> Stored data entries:
--- BEGIN ---
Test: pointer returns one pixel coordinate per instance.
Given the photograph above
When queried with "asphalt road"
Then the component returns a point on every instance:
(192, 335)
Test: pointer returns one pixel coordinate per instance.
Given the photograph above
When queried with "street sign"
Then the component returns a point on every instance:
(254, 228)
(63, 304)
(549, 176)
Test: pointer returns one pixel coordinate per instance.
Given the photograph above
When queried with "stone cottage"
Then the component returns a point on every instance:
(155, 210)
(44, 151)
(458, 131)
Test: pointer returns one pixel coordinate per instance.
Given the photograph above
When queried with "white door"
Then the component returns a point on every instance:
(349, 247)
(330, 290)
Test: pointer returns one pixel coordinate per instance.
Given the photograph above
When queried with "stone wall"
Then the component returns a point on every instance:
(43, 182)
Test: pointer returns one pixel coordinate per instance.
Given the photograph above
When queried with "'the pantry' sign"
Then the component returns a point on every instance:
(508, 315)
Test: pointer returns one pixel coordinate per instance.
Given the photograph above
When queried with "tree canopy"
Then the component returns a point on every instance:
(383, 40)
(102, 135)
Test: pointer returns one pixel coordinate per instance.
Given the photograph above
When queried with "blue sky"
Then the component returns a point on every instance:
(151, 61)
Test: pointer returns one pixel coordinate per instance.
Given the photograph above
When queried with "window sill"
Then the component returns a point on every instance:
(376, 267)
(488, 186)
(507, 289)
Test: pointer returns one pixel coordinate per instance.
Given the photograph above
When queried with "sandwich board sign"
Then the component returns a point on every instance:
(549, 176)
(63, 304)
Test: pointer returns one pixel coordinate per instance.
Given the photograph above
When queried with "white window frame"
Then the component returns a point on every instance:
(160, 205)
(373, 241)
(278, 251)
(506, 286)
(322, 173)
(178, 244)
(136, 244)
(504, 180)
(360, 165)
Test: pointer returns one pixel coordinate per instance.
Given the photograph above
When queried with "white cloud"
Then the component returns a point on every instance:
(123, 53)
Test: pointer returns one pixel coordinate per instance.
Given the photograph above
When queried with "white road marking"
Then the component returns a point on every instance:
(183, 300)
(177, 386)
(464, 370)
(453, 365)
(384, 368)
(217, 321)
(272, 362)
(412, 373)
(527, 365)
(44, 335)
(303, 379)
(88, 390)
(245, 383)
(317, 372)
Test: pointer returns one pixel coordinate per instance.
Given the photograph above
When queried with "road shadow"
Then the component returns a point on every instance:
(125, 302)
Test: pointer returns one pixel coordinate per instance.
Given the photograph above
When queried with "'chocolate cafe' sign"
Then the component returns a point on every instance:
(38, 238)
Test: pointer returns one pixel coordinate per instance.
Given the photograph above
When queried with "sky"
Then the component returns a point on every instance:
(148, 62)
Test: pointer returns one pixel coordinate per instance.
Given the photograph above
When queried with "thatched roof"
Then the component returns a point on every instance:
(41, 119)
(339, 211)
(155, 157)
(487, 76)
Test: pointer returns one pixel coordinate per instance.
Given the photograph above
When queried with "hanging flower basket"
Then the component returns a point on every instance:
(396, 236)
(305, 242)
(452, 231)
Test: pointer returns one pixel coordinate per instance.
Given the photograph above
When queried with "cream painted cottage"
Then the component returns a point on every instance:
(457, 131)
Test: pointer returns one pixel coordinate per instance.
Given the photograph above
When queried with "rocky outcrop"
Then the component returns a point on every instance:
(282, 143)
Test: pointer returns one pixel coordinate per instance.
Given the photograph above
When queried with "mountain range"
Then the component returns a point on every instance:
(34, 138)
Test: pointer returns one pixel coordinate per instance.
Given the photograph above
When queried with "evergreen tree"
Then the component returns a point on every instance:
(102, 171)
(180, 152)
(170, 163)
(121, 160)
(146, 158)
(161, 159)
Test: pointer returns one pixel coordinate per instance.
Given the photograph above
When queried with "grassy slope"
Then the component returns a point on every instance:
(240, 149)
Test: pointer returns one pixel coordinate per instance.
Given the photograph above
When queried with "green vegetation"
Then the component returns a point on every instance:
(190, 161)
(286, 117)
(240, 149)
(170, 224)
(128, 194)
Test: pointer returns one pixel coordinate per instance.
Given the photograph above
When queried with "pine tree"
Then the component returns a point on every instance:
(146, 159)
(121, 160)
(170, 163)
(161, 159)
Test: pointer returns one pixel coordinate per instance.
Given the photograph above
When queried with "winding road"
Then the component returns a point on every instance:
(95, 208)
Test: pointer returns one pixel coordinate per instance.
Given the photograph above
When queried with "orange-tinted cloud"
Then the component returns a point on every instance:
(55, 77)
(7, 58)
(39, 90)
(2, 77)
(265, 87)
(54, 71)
--- END ---
> What is needed: Print the material once more, exactly.

> Task solution:
Test: pointer returns one pixel coordinate per instance.
Given the photograph above
When queried with "asphalt road"
Then the component returns a point on every instance:
(192, 335)
Test: pointer returns one pixel coordinate per instance.
Given the photograph above
When queried with "street sign"
Then the component returns a point on every instance:
(254, 228)
(63, 304)
(549, 176)
Test: pointer returns one pixel coordinate per instance.
Given the photograph above
When queried with "stone cottage"
Then the component returns a point on every instance:
(155, 210)
(44, 151)
(458, 131)
Test: pointer returns one pixel coordinate per instance.
Given the photograph above
When queried with "white door"
Then the component returns a point on every instance:
(349, 247)
(330, 290)
Test: pointer returns one pixel coordinate per instance.
Given the photograph above
When queried with "stone wall"
Then the component returns a point on every instance:
(43, 182)
Test: pointer returns one pixel coordinate per instance.
Given the photograph above
When queried with "'the pantry' sign"
Then the component returns a point on every instance:
(508, 315)
Test: pointer returns one pixel coordinate per instance.
Given the photograph above
When queried with "tree canopy"
Then the component returns a point on every instance:
(383, 40)
(102, 135)
Test: pointer returns one pixel coordinate per instance.
Given the photograph above
When queried with "blue sky"
Then the component returns a point on every instance:
(151, 61)
Test: pointer returns one pixel coordinate per instance.
Given the photograph above
When queried with "window sill"
Then the component returns a point on every instance:
(376, 267)
(488, 186)
(507, 289)
Test: pointer returns one pixel coordinate per instance.
Given the photograph above
When queried with "sandwich board sign"
Then the component returns a point on every instance:
(549, 176)
(63, 304)
Test: pointer returns one pixel coordinate per instance.
Given the photograph above
When queried with "white window frame"
Then the component returns a point on every instance:
(160, 205)
(373, 241)
(278, 251)
(506, 286)
(322, 173)
(178, 244)
(136, 244)
(504, 180)
(360, 165)
Test: pointer returns one pixel coordinate per instance.
Given the photograph above
When queried with "white cloud"
Then the component returns a point on every instance:
(123, 53)
Test: pointer returns one pixel coordinate per instance.
Given the photograph above
When queried with "white road marking"
Then the component returns a point on every instance:
(183, 300)
(177, 386)
(464, 370)
(453, 365)
(384, 368)
(217, 321)
(272, 362)
(412, 373)
(527, 365)
(44, 335)
(303, 379)
(88, 390)
(245, 383)
(317, 372)
Test: pointer returns one pixel coordinate per instance.
Given the photograph above
When queried with "road shadow"
Then the component returns a point on every instance:
(125, 302)
Test: pointer returns one pixel coordinate per instance.
Given the photograph above
When queried with "'chocolate cafe' sign"
Then the component returns a point on every instance:
(38, 238)
Test: pointer returns one pixel coordinate per instance.
Given the photograph above
When queried with "sky"
Then the component returns a point on every instance:
(148, 62)
Test: pointer returns one pixel coordinate per instance.
Given the photograph above
When queried with "thatched roof"
Then the component returns a point on every instance:
(41, 119)
(339, 211)
(155, 157)
(487, 76)
Test: pointer returns one pixel coordinate per instance.
Given the photograph above
When queried with "hanging flower basket"
Then the component returns a point on every instance:
(396, 236)
(305, 242)
(452, 231)
Test: pointer returns one pixel coordinate per instance.
Given the photograph above
When queried with "cream painted cottage"
Then the component returns a point on every instance:
(457, 131)
Test: pointer returns one pixel coordinate per instance.
Given the photograph above
When queried with "rocky outcrop"
Then the component returns a point on every instance:
(282, 143)
Test: pointer returns one pixel coordinate per instance.
Given the photograph above
When queried with "mountain range"
Then the component returns a point on every instance:
(34, 138)
Test: pointer returns one pixel coordinate per instance.
Given the photograph above
When queried with "evergreen tree"
Then the component returns a point on every instance:
(102, 171)
(180, 152)
(170, 163)
(121, 160)
(146, 158)
(161, 159)
Test: pointer returns one pixel coordinate per instance.
Given the photograph above
When queried with "grassy slope"
Then the component returns a point on every instance:
(240, 149)
Test: pointer returns one pixel coordinate per instance.
Given the photograph above
When queried with "green vegetation"
Then the component returns a point on every instance:
(190, 161)
(286, 117)
(240, 149)
(170, 224)
(128, 194)
Test: pointer returns one pixel coordinate per instance.
Given the photograph above
When queried with "pine tree"
Then the component returns a point on every instance:
(146, 159)
(121, 160)
(170, 163)
(161, 159)
Test: pointer returns one pixel coordinate per instance.
Given the photograph above
When queried with "winding road"
Then the component returns a point on every instance:
(95, 208)
Test: pointer returns one pixel coordinate per instance.
Given the photograph above
When queried with "orange-tinted cloud"
Then the component returns a point on every instance:
(55, 77)
(7, 58)
(39, 90)
(2, 77)
(265, 87)
(54, 71)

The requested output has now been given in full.